▶ Aufgabe 1:
Beantworte anhand des Forenthreads zu Mountainbike-Strecken um Regensburg die folgenden Fragen.
(a) In welche Richtung rät Beelzebub zu fahren?
(b) In der Nähe welches Ortes wohnt Kerschi?
(c) Bis zu welchem Ort führt laut Jens Pohl der Weg das Otterbachtal hoch?
▶ Aufgabe 2: Dupliziere aus dem Forenthread zu Mountainbike-Strecken um Regensburg wortgetreu den Abschnitt, der mit „das stimmt mit“ beginnt und bis einschließlich „ohne regionalforum waren.“ reicht.

▶ Ausgewählter Text:
_ _ _

# Gute Strecken in und um Regensburg ???



## Realby (17. Dezember 2003)

Hallo zusammen,

hier scheinen ja anscheinend die Franken eindeutig in der Überzahl zu sein.
Ich versuch trotzdem mein Glück, vielleicht schaut ja der eine oder andere Oberpfälzer auch mal rein!

Wollte nur mal fragen, ob jemand gute MTB-Strecken in der Regensburger Umgebung kennt?

Single Trails oder so... ???

Hab gerade erst angefangen und kenn da leider nicht so gute Strecken  

Danke schonmal im voraus...


----------



## Beelzebub (17. Dezember 2003)

hallo realby,

das stimmt mit den franken in überzahl muss dazu sagen das die oberpfälzer noch nicht lange hier drinnen sind, und bis dahin sozusagen ohne regionalforum waren.

aber nun wieder on-topic:

direkt um regensburg kenn ich selbst nichts besonderes.was ich dir empfehlen kann ist richtung altmühltal (riedenburg,kehlheim)
da waren auch vor kurzem tourenvorschläge in der BIKE.

viel glück


----------



## MTB-News.de




----------



## Achill (24. Dezember 2003)

Hi, 
ich glaube, man kann auch hier in der Umgebung ganz nett biken.
Fahre mit ein zwei drei Jungs leider zu unregelmäßig, aber wenn Du Lust hast - auch im Dreck - dann meld Dich einfach.  
Vielleicht finden wir ja was passendes?


----------



## Kerschi (26. Dezember 2003)

Hallo!

Ich wohne in der Nähe von Abensberg und wäre auch gern mit dabei.

Gruss, Jürgen


----------



## Jens Pohl (27. Dezember 2003)

Hallo Realby,
...wenn Du gerne auf Waldwegen unterwegs bist , d.h. Forstwege, single Trails, dann ist der Nordosten von Regensburg recht interessant -> Otterbachtal, Ellbogental, Fürstlicher Tierpark...
Recht gute Abfahrten, z.B. vom Silberweiher  ins Ellbogental, bergauf gefahren kann man es sich je nach Kondition an diesen Hängen auch gnadenlos geben...
Einstieg von Regensburg aus z.B. ins Otterbachtal über Hammermühle, vondort aus das ganze Tal hoch bis Forstmühle. Es gibt parallel zum Weg im Tal auch zwei weitere Hochwege -> nettes Panorama, besonders lohnend bei Sonne.
Andere Möglichkeit : von Regensburg aus über Keilberg, Hohe Linie bis Silberweiher (ca.5km), und dann ab ins Tal gestürzt...
Es gibt hier allerdings so viele verschiedene Wege, dass Du das Terrain am besten nach eigenem Geschmack erkundest.

Viel Spass...


----------



## Realby (1. Januar 2004)

Vielen Dank schon mal für die Antworten!
Wär echt ne gute Idee, mal gemeinsam ein paar Touren zu machen.

_ _ _

▶ Extrahiertes Material:
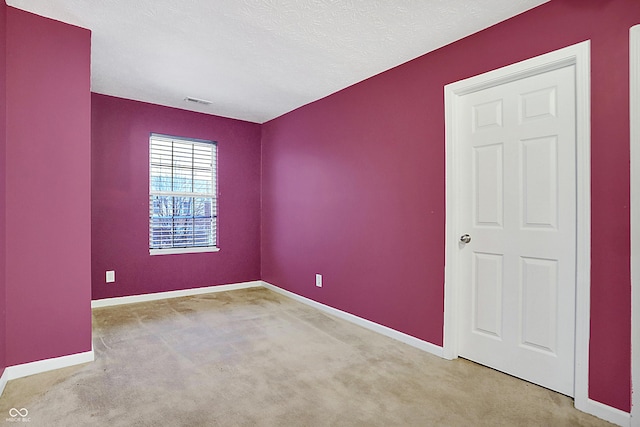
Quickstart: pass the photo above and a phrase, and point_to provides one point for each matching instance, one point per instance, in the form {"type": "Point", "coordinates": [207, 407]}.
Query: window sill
{"type": "Point", "coordinates": [173, 251]}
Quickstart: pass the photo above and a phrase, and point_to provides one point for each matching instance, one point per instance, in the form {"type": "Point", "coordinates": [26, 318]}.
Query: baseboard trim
{"type": "Point", "coordinates": [605, 412]}
{"type": "Point", "coordinates": [375, 327]}
{"type": "Point", "coordinates": [40, 366]}
{"type": "Point", "coordinates": [108, 302]}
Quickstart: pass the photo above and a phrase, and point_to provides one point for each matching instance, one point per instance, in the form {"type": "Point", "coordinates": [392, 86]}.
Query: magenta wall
{"type": "Point", "coordinates": [48, 217]}
{"type": "Point", "coordinates": [353, 185]}
{"type": "Point", "coordinates": [3, 143]}
{"type": "Point", "coordinates": [120, 198]}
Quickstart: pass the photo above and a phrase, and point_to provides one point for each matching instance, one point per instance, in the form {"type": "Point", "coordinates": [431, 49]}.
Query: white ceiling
{"type": "Point", "coordinates": [258, 59]}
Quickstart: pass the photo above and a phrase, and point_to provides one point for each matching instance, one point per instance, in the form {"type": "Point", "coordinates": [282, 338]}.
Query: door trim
{"type": "Point", "coordinates": [578, 55]}
{"type": "Point", "coordinates": [634, 111]}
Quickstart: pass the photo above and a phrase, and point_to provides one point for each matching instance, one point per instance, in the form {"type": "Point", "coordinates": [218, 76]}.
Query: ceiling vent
{"type": "Point", "coordinates": [197, 100]}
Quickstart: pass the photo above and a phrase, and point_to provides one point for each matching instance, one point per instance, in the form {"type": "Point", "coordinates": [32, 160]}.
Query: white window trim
{"type": "Point", "coordinates": [172, 251]}
{"type": "Point", "coordinates": [192, 249]}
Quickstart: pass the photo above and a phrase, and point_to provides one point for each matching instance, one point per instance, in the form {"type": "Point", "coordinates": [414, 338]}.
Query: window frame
{"type": "Point", "coordinates": [213, 196]}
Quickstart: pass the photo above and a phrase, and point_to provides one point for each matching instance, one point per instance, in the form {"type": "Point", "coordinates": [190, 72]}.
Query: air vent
{"type": "Point", "coordinates": [197, 100]}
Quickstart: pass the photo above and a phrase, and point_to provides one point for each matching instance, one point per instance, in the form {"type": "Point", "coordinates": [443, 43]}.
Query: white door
{"type": "Point", "coordinates": [518, 181]}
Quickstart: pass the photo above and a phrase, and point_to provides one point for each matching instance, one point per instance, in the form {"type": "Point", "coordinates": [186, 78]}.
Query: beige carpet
{"type": "Point", "coordinates": [255, 358]}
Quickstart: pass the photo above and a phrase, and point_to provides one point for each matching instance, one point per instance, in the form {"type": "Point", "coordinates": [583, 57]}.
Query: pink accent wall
{"type": "Point", "coordinates": [120, 198]}
{"type": "Point", "coordinates": [353, 185]}
{"type": "Point", "coordinates": [48, 217]}
{"type": "Point", "coordinates": [3, 144]}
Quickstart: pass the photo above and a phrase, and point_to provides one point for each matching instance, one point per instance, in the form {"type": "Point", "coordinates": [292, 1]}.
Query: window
{"type": "Point", "coordinates": [182, 195]}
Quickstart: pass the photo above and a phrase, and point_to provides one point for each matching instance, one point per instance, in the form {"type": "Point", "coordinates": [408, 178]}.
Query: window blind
{"type": "Point", "coordinates": [182, 193]}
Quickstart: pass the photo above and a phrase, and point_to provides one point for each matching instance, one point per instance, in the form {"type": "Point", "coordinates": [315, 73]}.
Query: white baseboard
{"type": "Point", "coordinates": [376, 327]}
{"type": "Point", "coordinates": [605, 412]}
{"type": "Point", "coordinates": [40, 366]}
{"type": "Point", "coordinates": [107, 302]}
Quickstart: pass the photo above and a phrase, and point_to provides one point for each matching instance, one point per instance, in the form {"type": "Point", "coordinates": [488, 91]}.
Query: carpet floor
{"type": "Point", "coordinates": [255, 358]}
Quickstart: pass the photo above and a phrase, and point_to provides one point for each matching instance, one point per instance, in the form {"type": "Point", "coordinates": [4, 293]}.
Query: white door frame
{"type": "Point", "coordinates": [634, 110]}
{"type": "Point", "coordinates": [578, 55]}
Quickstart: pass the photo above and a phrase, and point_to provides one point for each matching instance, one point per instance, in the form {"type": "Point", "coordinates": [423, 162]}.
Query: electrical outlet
{"type": "Point", "coordinates": [111, 276]}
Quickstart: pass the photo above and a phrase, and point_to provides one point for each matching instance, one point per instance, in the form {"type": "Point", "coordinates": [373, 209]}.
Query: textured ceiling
{"type": "Point", "coordinates": [258, 59]}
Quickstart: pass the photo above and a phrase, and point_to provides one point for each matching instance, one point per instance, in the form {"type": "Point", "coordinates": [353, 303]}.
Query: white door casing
{"type": "Point", "coordinates": [458, 205]}
{"type": "Point", "coordinates": [517, 201]}
{"type": "Point", "coordinates": [635, 220]}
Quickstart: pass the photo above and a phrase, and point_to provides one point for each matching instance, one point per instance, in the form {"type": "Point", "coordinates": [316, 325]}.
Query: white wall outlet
{"type": "Point", "coordinates": [111, 276]}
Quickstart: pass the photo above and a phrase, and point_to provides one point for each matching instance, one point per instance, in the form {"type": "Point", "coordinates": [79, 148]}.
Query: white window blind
{"type": "Point", "coordinates": [182, 193]}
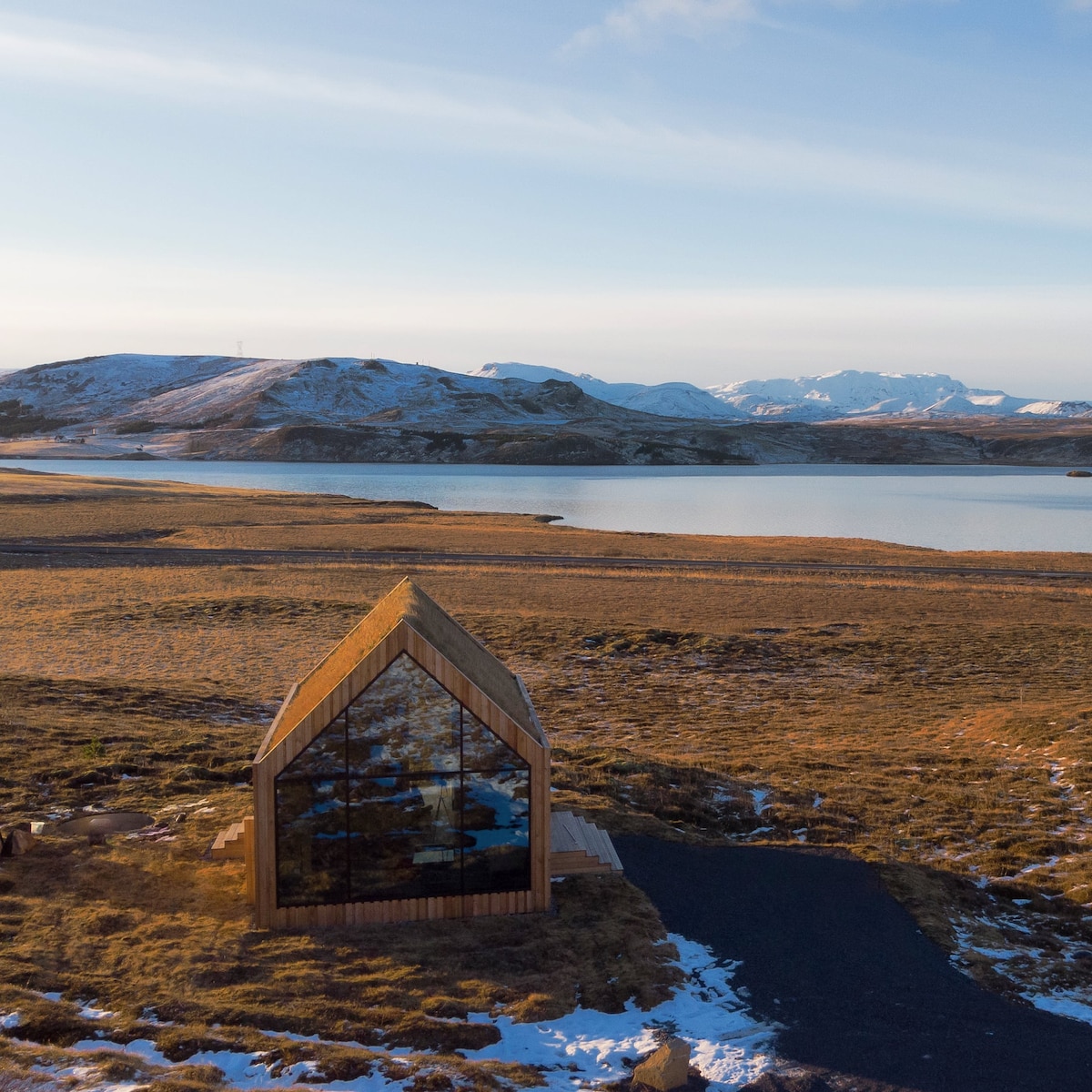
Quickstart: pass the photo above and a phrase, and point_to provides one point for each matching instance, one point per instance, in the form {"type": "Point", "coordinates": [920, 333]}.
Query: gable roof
{"type": "Point", "coordinates": [409, 604]}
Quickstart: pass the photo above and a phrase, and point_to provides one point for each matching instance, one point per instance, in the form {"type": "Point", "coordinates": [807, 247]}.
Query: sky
{"type": "Point", "coordinates": [648, 190]}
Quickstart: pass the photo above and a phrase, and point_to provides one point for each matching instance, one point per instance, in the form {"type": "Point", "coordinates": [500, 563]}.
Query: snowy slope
{"type": "Point", "coordinates": [102, 386]}
{"type": "Point", "coordinates": [808, 399]}
{"type": "Point", "coordinates": [665, 399]}
{"type": "Point", "coordinates": [188, 391]}
{"type": "Point", "coordinates": [880, 394]}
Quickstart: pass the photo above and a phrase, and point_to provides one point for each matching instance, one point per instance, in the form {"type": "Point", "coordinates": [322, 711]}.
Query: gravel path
{"type": "Point", "coordinates": [831, 956]}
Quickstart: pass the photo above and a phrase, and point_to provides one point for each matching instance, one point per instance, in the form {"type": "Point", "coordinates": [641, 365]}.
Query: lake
{"type": "Point", "coordinates": [944, 507]}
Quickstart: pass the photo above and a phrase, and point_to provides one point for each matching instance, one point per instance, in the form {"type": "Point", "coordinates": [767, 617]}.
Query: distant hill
{"type": "Point", "coordinates": [344, 409]}
{"type": "Point", "coordinates": [830, 397]}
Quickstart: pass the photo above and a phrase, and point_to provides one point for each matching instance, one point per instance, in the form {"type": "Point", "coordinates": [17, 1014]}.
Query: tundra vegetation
{"type": "Point", "coordinates": [936, 723]}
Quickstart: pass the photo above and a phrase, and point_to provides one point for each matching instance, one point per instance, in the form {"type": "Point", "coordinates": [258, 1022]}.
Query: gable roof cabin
{"type": "Point", "coordinates": [407, 776]}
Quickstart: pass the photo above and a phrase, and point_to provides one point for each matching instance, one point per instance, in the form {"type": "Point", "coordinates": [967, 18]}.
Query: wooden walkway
{"type": "Point", "coordinates": [577, 845]}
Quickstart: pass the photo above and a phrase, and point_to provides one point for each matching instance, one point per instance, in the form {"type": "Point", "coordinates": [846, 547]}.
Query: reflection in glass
{"type": "Point", "coordinates": [312, 865]}
{"type": "Point", "coordinates": [404, 722]}
{"type": "Point", "coordinates": [497, 827]}
{"type": "Point", "coordinates": [405, 838]}
{"type": "Point", "coordinates": [404, 795]}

_ _ _

▶ Erwartete Antwort 1:
(a) Richtung Altmühltal (Riedenburg, Kehlheim)
(b) Abensberg
(c) Bis Forstmühle

▶ Erwartete Antwort 2:
das stimmt mit den franken in überzahl muss dazu sagen das die oberpfälzer noch nicht lange hier drinnen sind, und bis dahin sozusagen ohne regionalforum waren.